* EXCERPT PROVIDED
Chamber Music Northwest premieres Reed College professor David Schiff's new composition

This weekend brings a pair of new works to Portland, created by one of the city’s most esteemed composers and one of its newest. Both appear in concerts that bridge seemingly disparate musical worlds.

On Friday, veteran Chamber Music Northwest musicians make a winter visit to their usual summer home to perform one of the most creatively destructive works in the history of art, Arnold Schoenberg’s Pierrot Lunaire. To complement that spooky 1912 masterpiece — not coincidentally, the centennial  of Reed College, where it’ll be performed as part of the school’s 100th birthday celebrations — Reed professor and composer David Schiff composed a new work for the same instrumental combo (known for decades as the “Pierrot ensemble,” which includes  flute, clarinet, violin, cello and piano and often finds the musicians doubling on other instruments like bass clarinet, piccolo, viola etc.).

* INSTRUCTION 1
Which instruments does the excerpt on the Schiff premiere name as the ones the Pierrot ensemble includes, leaving aside the ones the musicians double on?
* INSTRUCTION 2
Could you restate the excerpt on the Schiff premiere from "This weekend brings" to "disparate musical worlds.", swapping "esteemed" for "celebrated"?

* DATASET ROWS
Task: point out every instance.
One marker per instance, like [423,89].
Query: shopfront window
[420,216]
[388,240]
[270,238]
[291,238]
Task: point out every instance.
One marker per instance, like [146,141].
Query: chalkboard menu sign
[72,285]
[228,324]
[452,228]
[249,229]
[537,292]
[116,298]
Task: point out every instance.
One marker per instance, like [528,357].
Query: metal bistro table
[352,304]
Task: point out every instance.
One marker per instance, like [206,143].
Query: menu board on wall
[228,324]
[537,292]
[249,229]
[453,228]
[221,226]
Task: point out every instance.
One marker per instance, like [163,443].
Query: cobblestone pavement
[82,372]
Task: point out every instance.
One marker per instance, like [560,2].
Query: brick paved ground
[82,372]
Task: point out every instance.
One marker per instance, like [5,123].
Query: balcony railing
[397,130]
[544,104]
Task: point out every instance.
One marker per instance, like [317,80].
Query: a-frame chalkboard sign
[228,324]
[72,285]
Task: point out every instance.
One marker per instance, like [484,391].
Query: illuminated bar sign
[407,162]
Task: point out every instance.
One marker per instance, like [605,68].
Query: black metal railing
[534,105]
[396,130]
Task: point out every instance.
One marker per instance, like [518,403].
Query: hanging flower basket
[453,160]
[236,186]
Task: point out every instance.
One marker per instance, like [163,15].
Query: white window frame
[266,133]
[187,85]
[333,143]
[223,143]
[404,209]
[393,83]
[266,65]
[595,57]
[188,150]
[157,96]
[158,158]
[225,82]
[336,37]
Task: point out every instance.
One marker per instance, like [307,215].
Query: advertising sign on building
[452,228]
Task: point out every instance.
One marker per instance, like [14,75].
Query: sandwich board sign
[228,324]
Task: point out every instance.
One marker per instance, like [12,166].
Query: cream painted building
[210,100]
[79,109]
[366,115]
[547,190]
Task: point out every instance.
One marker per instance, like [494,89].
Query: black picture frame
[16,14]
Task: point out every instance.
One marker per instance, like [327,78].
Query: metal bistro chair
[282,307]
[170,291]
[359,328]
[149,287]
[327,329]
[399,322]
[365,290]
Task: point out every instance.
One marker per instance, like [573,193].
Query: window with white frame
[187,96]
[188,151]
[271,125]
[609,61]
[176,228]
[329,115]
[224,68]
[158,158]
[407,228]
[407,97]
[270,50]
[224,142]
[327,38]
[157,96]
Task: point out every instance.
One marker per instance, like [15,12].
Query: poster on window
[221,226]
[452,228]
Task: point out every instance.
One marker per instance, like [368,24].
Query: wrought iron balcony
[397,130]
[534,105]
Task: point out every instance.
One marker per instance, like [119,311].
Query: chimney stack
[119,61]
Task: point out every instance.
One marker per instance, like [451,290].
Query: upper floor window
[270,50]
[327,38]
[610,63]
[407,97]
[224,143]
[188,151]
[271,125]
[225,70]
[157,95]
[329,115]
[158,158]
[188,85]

* WRITTEN SOLUTION 1
Flute, clarinet, violin, cello and piano.

* WRITTEN SOLUTION 2
This weekend brings a pair of new works to Portland, created by one of the city’s most celebrated composers and one of its newest. Both appear in concerts that bridge seemingly disparate musical worlds.